_PROBLEM REQUIREMENTS_:
Your task is to transcribe the data in full.

Point-per-instance localization data
>>
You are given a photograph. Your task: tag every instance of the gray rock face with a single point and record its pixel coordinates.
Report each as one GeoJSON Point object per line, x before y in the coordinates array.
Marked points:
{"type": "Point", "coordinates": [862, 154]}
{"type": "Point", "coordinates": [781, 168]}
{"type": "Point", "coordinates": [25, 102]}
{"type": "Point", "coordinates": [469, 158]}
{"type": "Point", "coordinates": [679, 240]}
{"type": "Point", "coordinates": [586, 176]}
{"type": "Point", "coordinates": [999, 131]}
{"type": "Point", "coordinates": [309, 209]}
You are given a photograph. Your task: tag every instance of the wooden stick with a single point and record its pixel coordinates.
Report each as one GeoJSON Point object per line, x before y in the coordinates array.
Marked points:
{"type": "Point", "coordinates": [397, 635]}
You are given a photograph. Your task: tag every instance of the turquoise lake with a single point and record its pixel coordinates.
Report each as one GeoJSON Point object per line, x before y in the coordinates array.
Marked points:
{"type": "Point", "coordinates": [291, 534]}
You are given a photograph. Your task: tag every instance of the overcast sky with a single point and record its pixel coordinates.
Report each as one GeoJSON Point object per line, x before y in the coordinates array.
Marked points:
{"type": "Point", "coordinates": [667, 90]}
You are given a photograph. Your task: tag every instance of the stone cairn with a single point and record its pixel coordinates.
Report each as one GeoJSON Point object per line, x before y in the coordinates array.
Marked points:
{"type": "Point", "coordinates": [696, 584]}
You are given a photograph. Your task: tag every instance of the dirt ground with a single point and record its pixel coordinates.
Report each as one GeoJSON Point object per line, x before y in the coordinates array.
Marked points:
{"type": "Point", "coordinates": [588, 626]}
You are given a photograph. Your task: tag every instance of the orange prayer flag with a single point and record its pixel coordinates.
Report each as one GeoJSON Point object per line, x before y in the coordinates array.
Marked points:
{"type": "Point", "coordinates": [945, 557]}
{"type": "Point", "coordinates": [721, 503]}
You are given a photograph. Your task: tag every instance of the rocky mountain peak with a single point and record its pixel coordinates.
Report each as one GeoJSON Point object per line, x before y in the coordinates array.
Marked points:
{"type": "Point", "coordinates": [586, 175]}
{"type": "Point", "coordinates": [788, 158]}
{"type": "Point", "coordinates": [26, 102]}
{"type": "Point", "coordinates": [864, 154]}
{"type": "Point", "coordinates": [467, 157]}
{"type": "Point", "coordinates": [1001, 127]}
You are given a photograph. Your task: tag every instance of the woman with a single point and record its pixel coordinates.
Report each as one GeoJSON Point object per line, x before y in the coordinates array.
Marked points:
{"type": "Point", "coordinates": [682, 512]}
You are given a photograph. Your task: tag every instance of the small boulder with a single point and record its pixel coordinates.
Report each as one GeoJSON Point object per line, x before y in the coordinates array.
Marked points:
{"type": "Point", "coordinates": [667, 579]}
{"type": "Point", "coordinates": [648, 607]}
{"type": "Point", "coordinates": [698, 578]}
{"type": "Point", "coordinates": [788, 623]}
<<
_ANSWER TO THIS PROBLEM_:
You are given a photograph. Your task: tag every instance of the gray rock face with a single point and record its pixel coordinates.
Report each as one GeoJSON Point object per line, x before y in the coordinates array.
Marked points:
{"type": "Point", "coordinates": [862, 154]}
{"type": "Point", "coordinates": [781, 168]}
{"type": "Point", "coordinates": [25, 102]}
{"type": "Point", "coordinates": [469, 158]}
{"type": "Point", "coordinates": [679, 240]}
{"type": "Point", "coordinates": [586, 176]}
{"type": "Point", "coordinates": [999, 131]}
{"type": "Point", "coordinates": [309, 209]}
You are given a photograph. Your task: tag every instance of the wooden stick with a single point and record its pixel coordinates.
Report each as one GeoJSON Point object per line, x before y in the coordinates array.
Marked points:
{"type": "Point", "coordinates": [397, 635]}
You are given a photograph. Your task: tag every instance of the turquoise lake with a single point and record its pixel coordinates.
Report each as one GeoJSON Point object per line, x before y in the coordinates array.
Marked points:
{"type": "Point", "coordinates": [291, 534]}
You are given a photograph. Your task: tag every instance of the overcast sky with a single point and record its pixel coordinates.
Report each as one GeoJSON Point object per line, x before y in the coordinates array.
Marked points:
{"type": "Point", "coordinates": [667, 90]}
You are given a photograph. Your task: tag every instance of the stone cairn with a single point and record its pixel coordinates.
Report each as one GeoJSON Point object per line, x before y in the coordinates array.
Marked points:
{"type": "Point", "coordinates": [696, 584]}
You are given a photograph. Your task: tag every instance of the dirt ground with a single point and record its pixel coordinates.
Report each as one GeoJSON Point object per line, x before y in the coordinates array.
Marked points:
{"type": "Point", "coordinates": [588, 626]}
You are given a photograph. Your task: tag every instance of the orange prayer flag with a single point and record its pixel coordinates.
Report each as one GeoJSON Point object per line, x before y in the coordinates array.
Marked points:
{"type": "Point", "coordinates": [945, 557]}
{"type": "Point", "coordinates": [721, 503]}
You are given a photograph. Your task: tag every instance of the rocky mountain peak with a single point and record its pixel coordinates.
Report each as one GeoJSON Point object per line, x before y in the coordinates array.
Marked points:
{"type": "Point", "coordinates": [586, 175]}
{"type": "Point", "coordinates": [788, 158]}
{"type": "Point", "coordinates": [26, 102]}
{"type": "Point", "coordinates": [864, 154]}
{"type": "Point", "coordinates": [467, 157]}
{"type": "Point", "coordinates": [1001, 127]}
You are given a photograph. Your task: tag every instance of the woman with a single point and record its pixel coordinates.
Report each as one GeoJSON Point object per line, x before y in the coordinates array.
Marked points:
{"type": "Point", "coordinates": [682, 512]}
You are given a photograph. Your task: tag every instance of the small boulder with a single point and record its pixel coordinates.
Report each as one GeoJSON Point object per line, x before y in the coordinates array.
Marked points:
{"type": "Point", "coordinates": [667, 579]}
{"type": "Point", "coordinates": [648, 607]}
{"type": "Point", "coordinates": [698, 578]}
{"type": "Point", "coordinates": [788, 623]}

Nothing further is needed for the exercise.